Assignment: Retype part of the one-point recombination text below word for word, starting at the words "In one-point recombination" and ending after "the two chromosomes.".

Source extract:
● ● ● ● ● ● ●

Gene Expression Programming in Problem Solving

One-point Recombination
 

In one-point recombination the chromosomes are paired and split in the same point. The material downstream of the recombination point is afterwards exchanged between the two chromosomes.

Consider the following parent chromosomes:

0123456789012345601234567890123456
+*-b-Qa*aabbbbaaa-Q-//b/*aabbabbab
++//b//-bbbbbbbbb-*-ab/b+bbbaabbaa

Suppose bond 6 in gene 1 (between positions 5 and 6) was randomly chosen as the crossover point. Then, the paired chromosomes are cut at this bond, and exchange between them the material downstream the crossover point, forming the offspring below:

0123456789012345601234567890123456
+*-b-Q/-bbbbbbbbb-*-ab/b+bbbaabbaa
++//b/a*aabbbbaaa-Q-//b/*aabbabbab

It is worth noticing that with this kind of recombination, most of the times, the offspring created exhibits different traits from those of the parents. Like the above presented operators, one-point recombination is a very important source of genetic variation, being, after mutation, one of the operators most chosen in gene expression programming. Depending on the rates of the remaining types of recombination, I use a one-point recombination rate (p1r) between 0.3 and 0.7. A good rule of thumb is to use a global crossover rate of 0.7 (the sum of the rates of the three kinds of recombination).

● ● ● ● ● ● ●

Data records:
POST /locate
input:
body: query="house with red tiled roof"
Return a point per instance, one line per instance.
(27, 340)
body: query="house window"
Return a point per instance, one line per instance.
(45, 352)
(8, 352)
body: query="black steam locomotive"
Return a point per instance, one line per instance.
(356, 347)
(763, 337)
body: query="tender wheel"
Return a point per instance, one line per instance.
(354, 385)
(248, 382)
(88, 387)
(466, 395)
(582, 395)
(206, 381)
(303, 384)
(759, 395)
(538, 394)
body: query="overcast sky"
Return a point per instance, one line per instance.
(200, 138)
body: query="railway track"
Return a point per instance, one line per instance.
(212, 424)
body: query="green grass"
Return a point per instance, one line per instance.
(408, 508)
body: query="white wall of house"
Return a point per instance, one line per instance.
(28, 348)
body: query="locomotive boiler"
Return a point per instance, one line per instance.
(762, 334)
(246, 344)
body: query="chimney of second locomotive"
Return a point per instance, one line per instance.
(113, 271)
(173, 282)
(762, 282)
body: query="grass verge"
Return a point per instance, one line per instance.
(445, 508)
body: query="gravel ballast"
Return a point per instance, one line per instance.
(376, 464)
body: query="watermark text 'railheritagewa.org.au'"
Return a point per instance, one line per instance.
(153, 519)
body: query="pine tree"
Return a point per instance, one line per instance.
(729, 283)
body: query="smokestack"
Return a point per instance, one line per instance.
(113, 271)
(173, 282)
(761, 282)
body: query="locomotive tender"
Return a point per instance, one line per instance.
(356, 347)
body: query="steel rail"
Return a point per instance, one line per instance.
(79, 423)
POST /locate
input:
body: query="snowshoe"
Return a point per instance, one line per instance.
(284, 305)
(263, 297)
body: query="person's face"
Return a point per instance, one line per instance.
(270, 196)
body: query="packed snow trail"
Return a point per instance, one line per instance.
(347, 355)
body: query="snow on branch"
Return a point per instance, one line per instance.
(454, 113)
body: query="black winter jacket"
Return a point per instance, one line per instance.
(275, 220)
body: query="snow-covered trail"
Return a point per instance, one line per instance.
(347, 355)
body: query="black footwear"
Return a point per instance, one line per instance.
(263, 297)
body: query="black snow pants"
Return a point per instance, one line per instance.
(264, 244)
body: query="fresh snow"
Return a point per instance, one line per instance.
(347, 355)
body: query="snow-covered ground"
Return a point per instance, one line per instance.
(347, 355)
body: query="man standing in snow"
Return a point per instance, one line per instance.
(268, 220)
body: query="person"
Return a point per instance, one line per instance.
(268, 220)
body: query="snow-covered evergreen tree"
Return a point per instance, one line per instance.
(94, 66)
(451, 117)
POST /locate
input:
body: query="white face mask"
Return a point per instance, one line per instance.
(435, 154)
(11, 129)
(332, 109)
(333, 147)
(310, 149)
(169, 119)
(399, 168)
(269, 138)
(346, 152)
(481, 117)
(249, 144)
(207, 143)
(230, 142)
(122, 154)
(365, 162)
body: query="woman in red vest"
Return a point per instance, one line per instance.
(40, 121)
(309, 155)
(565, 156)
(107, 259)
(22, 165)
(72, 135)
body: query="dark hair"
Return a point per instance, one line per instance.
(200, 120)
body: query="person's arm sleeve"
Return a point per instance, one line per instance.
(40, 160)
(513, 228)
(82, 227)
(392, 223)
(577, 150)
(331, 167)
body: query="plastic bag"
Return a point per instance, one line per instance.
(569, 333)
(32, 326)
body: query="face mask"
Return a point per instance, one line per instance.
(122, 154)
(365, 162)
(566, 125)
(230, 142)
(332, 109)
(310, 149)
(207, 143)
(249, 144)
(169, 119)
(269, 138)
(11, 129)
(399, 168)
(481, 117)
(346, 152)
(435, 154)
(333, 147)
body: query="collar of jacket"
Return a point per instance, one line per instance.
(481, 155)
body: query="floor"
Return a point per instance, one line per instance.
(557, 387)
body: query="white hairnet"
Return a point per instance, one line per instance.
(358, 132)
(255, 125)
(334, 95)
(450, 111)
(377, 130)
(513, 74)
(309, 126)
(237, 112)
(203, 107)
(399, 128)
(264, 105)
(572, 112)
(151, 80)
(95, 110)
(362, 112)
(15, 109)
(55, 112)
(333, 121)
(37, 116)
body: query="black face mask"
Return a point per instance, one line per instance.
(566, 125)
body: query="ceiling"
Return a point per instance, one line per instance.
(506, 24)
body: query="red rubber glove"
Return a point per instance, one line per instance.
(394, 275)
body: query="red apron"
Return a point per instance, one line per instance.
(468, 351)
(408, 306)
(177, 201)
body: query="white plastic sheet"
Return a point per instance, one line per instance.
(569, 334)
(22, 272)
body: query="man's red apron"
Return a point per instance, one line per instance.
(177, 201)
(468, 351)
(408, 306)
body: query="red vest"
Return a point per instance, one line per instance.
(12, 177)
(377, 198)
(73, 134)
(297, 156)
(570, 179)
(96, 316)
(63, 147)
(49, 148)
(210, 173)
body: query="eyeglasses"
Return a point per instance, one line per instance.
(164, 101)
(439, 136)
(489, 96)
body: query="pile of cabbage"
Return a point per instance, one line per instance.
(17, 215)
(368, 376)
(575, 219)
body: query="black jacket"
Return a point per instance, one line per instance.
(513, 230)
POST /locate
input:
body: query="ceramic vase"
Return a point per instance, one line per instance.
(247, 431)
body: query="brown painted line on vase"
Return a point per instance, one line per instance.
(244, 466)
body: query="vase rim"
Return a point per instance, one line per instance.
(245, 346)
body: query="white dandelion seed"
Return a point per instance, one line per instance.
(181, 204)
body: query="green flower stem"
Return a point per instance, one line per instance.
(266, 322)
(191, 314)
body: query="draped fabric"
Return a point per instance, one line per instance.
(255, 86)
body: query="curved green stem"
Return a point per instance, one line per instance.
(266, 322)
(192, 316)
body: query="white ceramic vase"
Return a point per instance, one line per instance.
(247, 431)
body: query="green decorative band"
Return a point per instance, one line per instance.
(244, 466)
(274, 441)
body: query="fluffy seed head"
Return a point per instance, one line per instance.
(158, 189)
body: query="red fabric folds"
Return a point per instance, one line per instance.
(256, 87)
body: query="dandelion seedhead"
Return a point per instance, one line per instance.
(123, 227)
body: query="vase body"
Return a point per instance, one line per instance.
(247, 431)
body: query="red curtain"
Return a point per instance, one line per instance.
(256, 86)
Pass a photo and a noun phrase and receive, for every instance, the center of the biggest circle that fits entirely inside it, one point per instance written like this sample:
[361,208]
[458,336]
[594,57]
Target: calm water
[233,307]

● ● ● ● ● ● ●

Written response:
In one-point recombination the chromosomes are paired and split in the same point. The material downstream of the recombination point is afterwards exchanged between the two chromosomes.